## [Exercise details]
Would you retype the whole listing verbatim, keeping pictures out of it?

*** Opening Raw data ***

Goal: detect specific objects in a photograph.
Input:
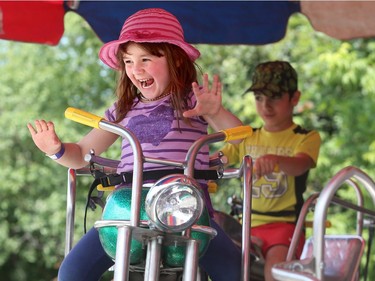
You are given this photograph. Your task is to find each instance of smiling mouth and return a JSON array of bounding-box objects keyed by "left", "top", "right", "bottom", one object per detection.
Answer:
[
  {"left": 139, "top": 78, "right": 154, "bottom": 88},
  {"left": 263, "top": 114, "right": 275, "bottom": 119}
]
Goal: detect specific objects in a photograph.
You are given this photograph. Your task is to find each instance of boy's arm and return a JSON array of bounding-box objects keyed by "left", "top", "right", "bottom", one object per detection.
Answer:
[
  {"left": 255, "top": 129, "right": 321, "bottom": 178},
  {"left": 254, "top": 153, "right": 315, "bottom": 179}
]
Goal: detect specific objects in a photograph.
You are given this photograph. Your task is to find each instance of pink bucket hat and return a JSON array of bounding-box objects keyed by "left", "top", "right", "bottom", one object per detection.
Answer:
[{"left": 99, "top": 8, "right": 201, "bottom": 70}]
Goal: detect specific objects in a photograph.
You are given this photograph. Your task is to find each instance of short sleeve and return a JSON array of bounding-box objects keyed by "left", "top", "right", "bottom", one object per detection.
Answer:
[
  {"left": 104, "top": 102, "right": 117, "bottom": 122},
  {"left": 220, "top": 142, "right": 240, "bottom": 167},
  {"left": 295, "top": 130, "right": 321, "bottom": 167}
]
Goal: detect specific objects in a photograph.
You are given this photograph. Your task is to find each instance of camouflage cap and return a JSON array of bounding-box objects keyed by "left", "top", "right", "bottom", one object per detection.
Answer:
[{"left": 247, "top": 61, "right": 298, "bottom": 97}]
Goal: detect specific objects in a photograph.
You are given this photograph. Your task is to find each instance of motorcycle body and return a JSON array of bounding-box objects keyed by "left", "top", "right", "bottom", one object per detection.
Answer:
[
  {"left": 64, "top": 107, "right": 253, "bottom": 281},
  {"left": 97, "top": 181, "right": 212, "bottom": 281},
  {"left": 64, "top": 107, "right": 375, "bottom": 281}
]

*** Closing Raw data ***

## [Solution below]
Goal: detect specific objects in a photograph.
Input:
You are given this photograph. Your task is to find each instance of smiling mouth and return a JSON array of bounding-box objects keyed by "left", "top", "right", "bottom", one object per detection.
Answer:
[
  {"left": 139, "top": 78, "right": 154, "bottom": 88},
  {"left": 263, "top": 114, "right": 275, "bottom": 119}
]
Goal: detect specific objects in a photograph.
You are given this photograph. Your task is to find each instance of boy's arm and return a JSON array of bounding-box objects keyed by "left", "top", "right", "bottom", one object per detection.
Answer:
[
  {"left": 255, "top": 129, "right": 321, "bottom": 178},
  {"left": 254, "top": 153, "right": 315, "bottom": 179}
]
Goal: detect specific objects in a photograph.
You are given this photograph. Your task is to find each instance of pink bucket hat and return a JSON array of bounding-box objects keyed by "left", "top", "right", "bottom", one object per detection.
Answer:
[{"left": 99, "top": 8, "right": 201, "bottom": 70}]
Goal: detect specific objects in a photograph.
You are given this photograph. Your task is to find each instance of short sleeve and return a JSON array of bounding-box objects keyed by "left", "top", "right", "bottom", one object per detection.
Answer:
[
  {"left": 104, "top": 102, "right": 117, "bottom": 122},
  {"left": 220, "top": 142, "right": 240, "bottom": 167},
  {"left": 295, "top": 130, "right": 321, "bottom": 167}
]
Goal: detect specific objects in a photograph.
You are given this photograph. Your task is to find each instance of camouflage cap and return a JSON array of bounding-box objects keyed by "left", "top", "right", "bottom", one object per detection.
Answer:
[{"left": 247, "top": 61, "right": 298, "bottom": 97}]
Goal: detect specific objects in a photograph.
You are given this photograph. Your task is to find each instance of motorcycle body and return a JSON array of bounding-box objects keyed by "left", "top", "right", "bottom", one object per detection.
Answer:
[
  {"left": 64, "top": 107, "right": 253, "bottom": 281},
  {"left": 97, "top": 181, "right": 212, "bottom": 281},
  {"left": 64, "top": 107, "right": 375, "bottom": 281}
]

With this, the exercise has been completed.